■ WHAT YOU WILL DO:
Check each line below for the word "badge". Then give only how many lines have it.

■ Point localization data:
*** Begin section ***
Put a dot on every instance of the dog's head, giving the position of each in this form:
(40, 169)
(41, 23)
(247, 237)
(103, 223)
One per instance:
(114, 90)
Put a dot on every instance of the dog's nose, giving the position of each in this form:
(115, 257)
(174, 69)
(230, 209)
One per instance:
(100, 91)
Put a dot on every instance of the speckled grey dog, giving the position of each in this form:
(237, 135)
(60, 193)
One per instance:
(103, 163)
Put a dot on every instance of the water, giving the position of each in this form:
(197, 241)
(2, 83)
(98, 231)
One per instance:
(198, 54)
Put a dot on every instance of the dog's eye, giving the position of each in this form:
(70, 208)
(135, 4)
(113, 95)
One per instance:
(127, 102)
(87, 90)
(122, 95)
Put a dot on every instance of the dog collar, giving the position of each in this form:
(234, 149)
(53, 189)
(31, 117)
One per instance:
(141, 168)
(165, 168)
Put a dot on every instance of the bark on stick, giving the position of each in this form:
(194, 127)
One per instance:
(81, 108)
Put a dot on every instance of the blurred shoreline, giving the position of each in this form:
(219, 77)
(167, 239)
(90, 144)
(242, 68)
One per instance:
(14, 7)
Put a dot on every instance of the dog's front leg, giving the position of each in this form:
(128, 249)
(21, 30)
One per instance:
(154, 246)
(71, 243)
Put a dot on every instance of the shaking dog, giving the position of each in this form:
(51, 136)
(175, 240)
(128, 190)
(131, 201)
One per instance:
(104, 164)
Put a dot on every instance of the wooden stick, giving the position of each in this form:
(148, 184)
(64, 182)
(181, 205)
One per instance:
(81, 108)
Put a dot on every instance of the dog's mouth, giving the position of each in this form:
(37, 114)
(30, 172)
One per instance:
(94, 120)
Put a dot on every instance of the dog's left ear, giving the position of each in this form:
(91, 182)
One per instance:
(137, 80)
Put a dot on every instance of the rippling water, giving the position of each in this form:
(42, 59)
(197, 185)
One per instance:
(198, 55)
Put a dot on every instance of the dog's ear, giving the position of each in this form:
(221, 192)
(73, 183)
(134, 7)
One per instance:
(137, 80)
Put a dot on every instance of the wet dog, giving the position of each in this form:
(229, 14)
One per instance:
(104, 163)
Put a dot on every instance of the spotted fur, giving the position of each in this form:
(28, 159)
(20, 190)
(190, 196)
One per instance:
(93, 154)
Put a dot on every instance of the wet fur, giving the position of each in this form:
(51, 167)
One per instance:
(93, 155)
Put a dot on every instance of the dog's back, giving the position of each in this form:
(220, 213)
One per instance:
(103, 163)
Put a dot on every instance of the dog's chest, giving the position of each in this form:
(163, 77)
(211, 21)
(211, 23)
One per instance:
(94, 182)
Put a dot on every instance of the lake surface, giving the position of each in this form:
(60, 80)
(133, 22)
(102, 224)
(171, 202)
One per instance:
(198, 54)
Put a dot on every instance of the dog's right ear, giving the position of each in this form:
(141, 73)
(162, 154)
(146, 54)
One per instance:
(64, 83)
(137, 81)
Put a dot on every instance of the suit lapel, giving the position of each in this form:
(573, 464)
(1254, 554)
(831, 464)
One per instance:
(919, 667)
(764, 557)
*** End section ***
*** Begin section ***
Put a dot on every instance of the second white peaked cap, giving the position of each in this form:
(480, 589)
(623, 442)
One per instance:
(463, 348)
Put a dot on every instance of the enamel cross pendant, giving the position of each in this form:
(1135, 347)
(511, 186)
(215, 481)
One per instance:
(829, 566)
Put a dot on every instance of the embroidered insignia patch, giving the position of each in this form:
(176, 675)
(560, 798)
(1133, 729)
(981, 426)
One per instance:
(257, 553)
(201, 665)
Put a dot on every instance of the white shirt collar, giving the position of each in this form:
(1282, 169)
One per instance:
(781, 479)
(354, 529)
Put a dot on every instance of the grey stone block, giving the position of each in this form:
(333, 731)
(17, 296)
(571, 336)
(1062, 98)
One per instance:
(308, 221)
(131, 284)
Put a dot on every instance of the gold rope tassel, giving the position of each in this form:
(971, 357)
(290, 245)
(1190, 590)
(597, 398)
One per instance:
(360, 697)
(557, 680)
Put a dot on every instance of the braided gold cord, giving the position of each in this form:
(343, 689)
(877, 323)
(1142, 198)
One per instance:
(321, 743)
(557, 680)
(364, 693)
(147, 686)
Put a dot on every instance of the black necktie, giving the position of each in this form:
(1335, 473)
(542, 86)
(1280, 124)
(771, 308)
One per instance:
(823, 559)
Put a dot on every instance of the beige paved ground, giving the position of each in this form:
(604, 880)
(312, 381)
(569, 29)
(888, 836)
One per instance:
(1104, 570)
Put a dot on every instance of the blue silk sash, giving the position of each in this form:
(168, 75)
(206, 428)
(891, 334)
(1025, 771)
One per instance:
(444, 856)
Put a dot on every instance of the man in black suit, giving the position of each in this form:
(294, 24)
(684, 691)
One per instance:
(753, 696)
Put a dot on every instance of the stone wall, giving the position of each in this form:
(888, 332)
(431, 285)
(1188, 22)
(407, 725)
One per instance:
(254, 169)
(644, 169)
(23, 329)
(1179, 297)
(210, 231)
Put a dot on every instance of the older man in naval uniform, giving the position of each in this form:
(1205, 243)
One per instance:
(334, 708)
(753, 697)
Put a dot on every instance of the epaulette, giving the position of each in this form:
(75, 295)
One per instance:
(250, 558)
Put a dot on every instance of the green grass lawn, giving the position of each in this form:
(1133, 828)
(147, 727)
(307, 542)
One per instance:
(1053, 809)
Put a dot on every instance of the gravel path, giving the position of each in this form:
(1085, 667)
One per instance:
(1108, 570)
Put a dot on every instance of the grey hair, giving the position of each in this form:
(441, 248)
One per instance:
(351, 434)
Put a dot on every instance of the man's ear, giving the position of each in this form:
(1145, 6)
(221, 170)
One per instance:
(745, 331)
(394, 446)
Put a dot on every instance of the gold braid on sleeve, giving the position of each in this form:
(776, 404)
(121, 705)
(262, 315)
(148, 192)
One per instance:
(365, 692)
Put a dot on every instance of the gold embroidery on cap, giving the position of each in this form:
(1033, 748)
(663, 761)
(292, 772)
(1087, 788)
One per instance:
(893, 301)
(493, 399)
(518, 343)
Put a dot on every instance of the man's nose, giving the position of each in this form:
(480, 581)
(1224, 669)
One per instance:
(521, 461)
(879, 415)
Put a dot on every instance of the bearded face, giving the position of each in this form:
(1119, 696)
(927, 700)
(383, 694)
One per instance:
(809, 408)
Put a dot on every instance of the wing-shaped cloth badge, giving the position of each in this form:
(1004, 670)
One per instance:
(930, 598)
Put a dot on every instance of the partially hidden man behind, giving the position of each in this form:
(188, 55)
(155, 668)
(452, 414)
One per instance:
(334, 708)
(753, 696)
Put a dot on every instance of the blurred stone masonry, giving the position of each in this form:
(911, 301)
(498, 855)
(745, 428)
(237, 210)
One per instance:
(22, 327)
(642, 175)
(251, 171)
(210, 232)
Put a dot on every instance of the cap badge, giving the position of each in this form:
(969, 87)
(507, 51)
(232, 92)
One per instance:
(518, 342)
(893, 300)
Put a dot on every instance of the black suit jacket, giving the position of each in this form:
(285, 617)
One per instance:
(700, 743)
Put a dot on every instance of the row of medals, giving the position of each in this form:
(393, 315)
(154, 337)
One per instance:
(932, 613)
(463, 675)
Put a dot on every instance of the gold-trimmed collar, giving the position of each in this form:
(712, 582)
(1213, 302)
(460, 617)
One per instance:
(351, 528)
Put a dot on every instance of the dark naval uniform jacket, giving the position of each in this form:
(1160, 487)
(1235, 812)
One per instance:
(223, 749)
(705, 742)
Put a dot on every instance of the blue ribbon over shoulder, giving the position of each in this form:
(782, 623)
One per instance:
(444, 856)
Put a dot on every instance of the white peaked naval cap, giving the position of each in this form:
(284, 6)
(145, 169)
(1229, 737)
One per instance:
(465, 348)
*** End section ***
■ ANSWER AREA:
2